◆ EXERCISE
Carry the post about bash subshell PIDs forward from its last sentence.

◆ TEXT SEGMENT
Reputation: 1827
I'm a bash scripting beginner, and I have a "homework" to do. I figured most of the stuff out but there is a part which says that I have to echo the pid of the parent bash and the pid of the two subshells that I will be running. So I looked online and found this (The Linux documentation project):
#!/bin/bash4
echo "\$\$ outside of subshell = $$" # 9602
echo "\$BASH_SUBSHELL outside of subshell = $BASH_SUBSHELL" # 0
echo "\$BASHPID outside of subshell = $BASHPID" # 9602
echo
( echo "\$\$ inside of subshell = $$" # 9602
echo "\$BASH_SUBSHELL inside of subshell = $BASH_SUBSHELL" # 1
echo "\$BASHPID inside of subshell = $BASHPID" ) # 9603
# Note that $$ returns PID of parent process.
So here are my questions:
1) What does the first echo print? Is this the pid of the parent bash?
2) Why does the 2nd echo print out 0?
3) Is $BASH_SUBSHELL a command or a variable?
4) I'm doing everything on a mac, I will try all of this on a Linux machine in some days but
whenever I run this script $BASHPID
doesn't return anything, I just get a new line. Is this because I'm running this on a mac and $BASHPID
doesn't work on a mac?

Point annotation records
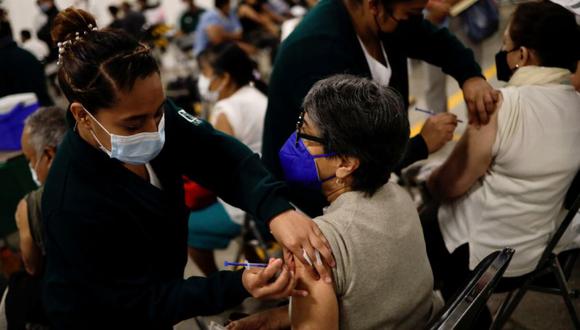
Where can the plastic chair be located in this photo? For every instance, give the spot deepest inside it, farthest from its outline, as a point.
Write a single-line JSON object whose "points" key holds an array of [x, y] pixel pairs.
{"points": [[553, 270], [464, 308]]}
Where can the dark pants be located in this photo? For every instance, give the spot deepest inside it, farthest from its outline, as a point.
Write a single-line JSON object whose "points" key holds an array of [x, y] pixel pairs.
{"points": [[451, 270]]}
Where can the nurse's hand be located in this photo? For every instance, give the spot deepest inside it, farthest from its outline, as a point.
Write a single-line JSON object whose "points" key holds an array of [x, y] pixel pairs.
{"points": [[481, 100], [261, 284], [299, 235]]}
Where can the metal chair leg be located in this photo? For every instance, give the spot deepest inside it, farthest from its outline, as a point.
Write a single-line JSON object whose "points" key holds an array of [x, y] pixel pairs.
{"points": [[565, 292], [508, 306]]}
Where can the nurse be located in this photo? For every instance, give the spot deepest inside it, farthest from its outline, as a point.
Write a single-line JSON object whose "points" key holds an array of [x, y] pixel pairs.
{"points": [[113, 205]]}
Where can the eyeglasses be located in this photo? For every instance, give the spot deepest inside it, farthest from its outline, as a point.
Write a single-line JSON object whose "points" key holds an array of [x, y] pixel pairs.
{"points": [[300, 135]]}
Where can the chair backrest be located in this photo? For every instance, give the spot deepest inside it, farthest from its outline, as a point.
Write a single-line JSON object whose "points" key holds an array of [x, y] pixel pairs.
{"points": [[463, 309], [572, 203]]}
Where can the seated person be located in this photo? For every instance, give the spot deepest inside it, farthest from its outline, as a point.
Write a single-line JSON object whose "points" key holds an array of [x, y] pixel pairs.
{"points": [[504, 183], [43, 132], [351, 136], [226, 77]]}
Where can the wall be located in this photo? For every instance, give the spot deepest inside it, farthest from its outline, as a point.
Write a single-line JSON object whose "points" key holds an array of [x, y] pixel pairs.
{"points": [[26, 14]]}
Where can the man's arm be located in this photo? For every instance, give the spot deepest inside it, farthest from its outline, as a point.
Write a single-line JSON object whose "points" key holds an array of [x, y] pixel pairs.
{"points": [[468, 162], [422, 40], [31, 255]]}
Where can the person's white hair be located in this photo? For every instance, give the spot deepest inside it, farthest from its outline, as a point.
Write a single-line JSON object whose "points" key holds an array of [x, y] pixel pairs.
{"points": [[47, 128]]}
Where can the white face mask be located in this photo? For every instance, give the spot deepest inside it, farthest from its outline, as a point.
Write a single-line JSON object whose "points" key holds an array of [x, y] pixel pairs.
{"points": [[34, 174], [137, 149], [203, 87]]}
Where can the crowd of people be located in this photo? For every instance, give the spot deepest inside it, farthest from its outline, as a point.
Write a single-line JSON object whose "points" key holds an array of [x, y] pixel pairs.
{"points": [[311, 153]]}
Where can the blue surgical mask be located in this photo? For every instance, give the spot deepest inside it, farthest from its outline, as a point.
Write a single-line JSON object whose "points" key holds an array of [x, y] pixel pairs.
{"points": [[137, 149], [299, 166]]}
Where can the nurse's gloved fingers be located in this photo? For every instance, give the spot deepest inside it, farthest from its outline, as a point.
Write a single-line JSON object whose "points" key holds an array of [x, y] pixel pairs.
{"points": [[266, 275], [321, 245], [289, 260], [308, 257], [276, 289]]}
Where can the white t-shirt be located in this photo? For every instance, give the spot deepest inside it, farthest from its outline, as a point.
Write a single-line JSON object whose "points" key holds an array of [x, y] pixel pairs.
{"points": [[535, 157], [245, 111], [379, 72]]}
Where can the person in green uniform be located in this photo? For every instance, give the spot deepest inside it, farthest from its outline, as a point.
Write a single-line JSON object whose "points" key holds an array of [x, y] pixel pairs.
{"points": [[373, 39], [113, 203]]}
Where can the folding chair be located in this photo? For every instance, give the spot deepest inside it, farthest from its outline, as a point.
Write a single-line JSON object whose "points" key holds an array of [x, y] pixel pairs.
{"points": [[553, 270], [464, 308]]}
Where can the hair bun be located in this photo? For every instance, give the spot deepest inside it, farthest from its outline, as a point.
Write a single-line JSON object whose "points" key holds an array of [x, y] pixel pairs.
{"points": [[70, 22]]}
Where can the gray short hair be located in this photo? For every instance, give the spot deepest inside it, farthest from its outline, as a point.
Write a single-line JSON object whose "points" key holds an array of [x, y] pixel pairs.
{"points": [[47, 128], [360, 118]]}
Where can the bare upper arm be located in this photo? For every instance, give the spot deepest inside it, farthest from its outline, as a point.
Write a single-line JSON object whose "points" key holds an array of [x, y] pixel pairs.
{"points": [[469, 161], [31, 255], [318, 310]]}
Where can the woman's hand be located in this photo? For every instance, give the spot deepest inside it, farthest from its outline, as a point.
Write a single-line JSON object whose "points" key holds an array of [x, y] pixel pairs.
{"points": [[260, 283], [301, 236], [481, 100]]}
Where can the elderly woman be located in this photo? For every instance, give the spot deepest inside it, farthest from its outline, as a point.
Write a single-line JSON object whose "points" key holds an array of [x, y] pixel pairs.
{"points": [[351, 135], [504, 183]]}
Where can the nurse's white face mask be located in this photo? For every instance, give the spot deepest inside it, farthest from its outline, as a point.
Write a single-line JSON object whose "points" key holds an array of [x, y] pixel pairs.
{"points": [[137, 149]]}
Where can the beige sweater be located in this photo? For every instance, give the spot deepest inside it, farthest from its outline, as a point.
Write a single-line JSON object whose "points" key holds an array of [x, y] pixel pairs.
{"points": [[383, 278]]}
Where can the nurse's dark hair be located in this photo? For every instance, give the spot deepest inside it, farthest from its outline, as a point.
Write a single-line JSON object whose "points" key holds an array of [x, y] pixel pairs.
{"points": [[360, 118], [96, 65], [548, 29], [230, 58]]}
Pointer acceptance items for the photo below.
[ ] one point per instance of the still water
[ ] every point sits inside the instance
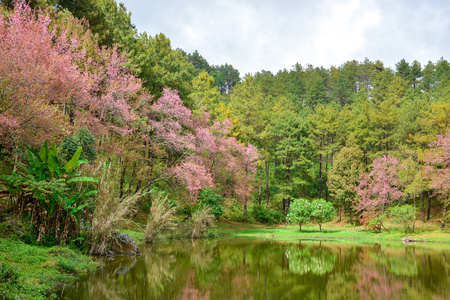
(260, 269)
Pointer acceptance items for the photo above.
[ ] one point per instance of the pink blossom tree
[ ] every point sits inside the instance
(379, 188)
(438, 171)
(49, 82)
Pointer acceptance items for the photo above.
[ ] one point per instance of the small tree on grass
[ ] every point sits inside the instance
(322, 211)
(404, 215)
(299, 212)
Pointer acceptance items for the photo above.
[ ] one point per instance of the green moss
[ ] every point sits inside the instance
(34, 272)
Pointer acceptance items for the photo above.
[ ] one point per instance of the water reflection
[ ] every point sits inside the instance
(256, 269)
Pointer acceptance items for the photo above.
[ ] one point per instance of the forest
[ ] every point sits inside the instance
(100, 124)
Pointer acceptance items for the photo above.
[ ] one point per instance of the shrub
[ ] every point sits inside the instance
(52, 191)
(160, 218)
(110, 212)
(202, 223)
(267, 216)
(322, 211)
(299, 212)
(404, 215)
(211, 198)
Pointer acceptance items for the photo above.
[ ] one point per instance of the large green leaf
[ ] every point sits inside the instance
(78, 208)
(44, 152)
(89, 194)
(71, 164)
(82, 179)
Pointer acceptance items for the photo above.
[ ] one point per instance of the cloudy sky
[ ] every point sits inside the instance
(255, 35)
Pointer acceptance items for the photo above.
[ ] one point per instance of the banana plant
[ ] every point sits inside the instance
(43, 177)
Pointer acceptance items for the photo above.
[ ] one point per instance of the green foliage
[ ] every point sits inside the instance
...
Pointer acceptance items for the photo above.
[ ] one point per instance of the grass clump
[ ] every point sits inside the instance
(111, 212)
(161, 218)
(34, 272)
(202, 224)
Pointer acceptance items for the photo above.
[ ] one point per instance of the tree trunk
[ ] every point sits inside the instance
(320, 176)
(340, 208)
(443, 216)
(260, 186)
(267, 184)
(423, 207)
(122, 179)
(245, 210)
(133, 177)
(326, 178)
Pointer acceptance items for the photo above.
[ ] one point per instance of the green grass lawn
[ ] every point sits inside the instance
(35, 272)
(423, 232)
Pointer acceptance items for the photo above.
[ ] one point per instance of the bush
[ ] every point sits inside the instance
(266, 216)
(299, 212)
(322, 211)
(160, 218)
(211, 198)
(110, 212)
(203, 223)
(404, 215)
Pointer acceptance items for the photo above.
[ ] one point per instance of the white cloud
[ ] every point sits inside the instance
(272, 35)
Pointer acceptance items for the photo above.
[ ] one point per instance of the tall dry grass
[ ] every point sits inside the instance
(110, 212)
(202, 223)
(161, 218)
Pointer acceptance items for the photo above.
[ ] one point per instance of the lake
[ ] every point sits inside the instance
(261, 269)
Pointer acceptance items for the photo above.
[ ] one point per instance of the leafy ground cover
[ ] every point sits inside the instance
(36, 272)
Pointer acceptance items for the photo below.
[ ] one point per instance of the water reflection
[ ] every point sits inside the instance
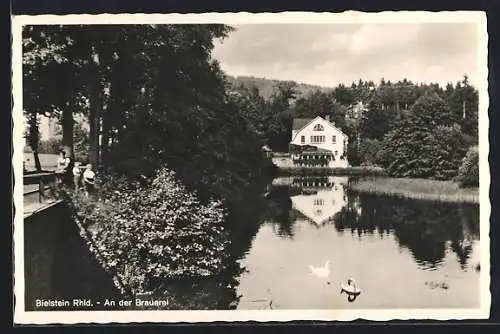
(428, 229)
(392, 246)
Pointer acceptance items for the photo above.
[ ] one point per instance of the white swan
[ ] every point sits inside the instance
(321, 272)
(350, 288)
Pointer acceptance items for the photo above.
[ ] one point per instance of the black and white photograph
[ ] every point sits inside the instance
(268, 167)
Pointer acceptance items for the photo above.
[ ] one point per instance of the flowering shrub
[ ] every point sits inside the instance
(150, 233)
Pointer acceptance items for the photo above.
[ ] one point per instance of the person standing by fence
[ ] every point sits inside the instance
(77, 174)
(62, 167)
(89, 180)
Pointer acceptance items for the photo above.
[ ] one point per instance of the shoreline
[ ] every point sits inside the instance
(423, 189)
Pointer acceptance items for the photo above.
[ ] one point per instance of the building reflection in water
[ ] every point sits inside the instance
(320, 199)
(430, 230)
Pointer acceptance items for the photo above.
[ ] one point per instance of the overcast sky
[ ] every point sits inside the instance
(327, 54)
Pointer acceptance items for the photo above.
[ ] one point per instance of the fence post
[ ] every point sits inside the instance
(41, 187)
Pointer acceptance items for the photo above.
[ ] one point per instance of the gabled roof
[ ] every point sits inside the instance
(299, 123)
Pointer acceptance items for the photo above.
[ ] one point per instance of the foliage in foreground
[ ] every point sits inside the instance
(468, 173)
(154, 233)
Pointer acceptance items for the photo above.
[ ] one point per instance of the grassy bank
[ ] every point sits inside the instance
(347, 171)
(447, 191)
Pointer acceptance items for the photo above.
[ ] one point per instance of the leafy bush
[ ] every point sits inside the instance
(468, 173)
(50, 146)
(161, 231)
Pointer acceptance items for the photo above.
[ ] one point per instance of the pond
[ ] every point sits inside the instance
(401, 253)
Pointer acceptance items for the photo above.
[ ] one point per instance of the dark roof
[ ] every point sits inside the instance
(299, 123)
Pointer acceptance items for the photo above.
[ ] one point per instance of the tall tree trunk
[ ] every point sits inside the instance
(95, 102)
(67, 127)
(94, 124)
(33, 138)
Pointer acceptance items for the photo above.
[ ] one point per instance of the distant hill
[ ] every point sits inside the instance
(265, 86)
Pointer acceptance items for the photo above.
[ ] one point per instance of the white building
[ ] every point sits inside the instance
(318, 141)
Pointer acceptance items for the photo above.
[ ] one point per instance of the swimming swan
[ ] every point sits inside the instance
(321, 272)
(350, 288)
* * *
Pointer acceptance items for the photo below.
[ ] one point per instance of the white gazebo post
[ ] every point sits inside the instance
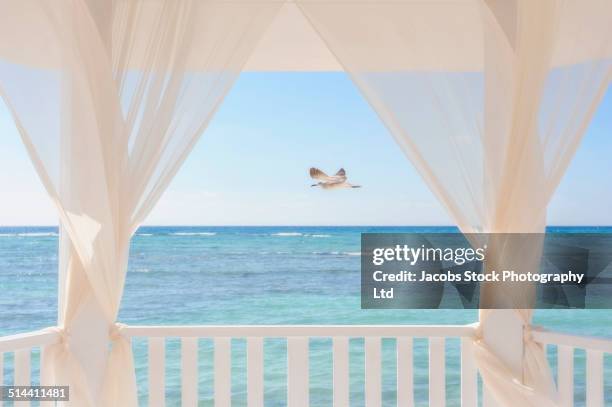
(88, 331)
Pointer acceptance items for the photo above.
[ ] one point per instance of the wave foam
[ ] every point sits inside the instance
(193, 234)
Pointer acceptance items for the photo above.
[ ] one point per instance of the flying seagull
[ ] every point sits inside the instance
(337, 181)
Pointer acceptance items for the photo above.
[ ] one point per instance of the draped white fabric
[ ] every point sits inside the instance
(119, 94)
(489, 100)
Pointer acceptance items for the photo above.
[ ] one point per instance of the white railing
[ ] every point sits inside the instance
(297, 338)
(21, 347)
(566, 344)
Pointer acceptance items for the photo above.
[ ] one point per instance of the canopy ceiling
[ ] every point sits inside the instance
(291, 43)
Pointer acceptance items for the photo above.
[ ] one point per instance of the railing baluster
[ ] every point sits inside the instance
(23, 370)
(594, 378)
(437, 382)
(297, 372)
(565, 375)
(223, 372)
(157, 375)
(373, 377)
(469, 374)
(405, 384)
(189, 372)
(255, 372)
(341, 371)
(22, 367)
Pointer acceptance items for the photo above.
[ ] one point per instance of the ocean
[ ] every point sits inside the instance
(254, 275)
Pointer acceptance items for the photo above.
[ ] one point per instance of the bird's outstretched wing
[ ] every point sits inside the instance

◆ TASK RESPONSE
Upvotes: 25
Views: 39957
Reputation: 5919
Looking at documentation on this, it looks like:
$$
means the process ID that the script file is running under. For any given script, when it is run, it will have only one "main" process ID. Regardless of how many subshells you invoke, $$
will always return the first process ID associated with the script. BASHPID
will show you the process ID of the current instance of bash, so in a subshell it will be different than the "top level" bash which may have invoked it.BASH_SUBSHELL
indicates the "subshell level" you're in. If you're not in any subshell level, your level is zero. If you start a subshell within your main program, that subshell level is 1. If you start a subshell within that subshell, the level would be 2, and so on.BASH_SUBSHELL
is a variable.BASHPID
isn't supported by the version of bash you have? I doubt it's a "Mac" problem.Upvotes: 32
Reputation: 104090
It'd be best to get well-acquainted with bash(1)
:
BASHPID
Expands to the process ID of the current bash process.
This differs from $$ under certain circumstances, such
as subshells that do not require bash to be re-
initialized.
[...]
BASH_SUBSHELL
Incremented by one each time a subshell or subshell
environment is spawned. The initial value is 0.
$BASHPID
was introduced with bash-4.0-alpha. If you run bash --version
you can find out what version of bash(1)
you're using.
If you're going to be doing much bash(1)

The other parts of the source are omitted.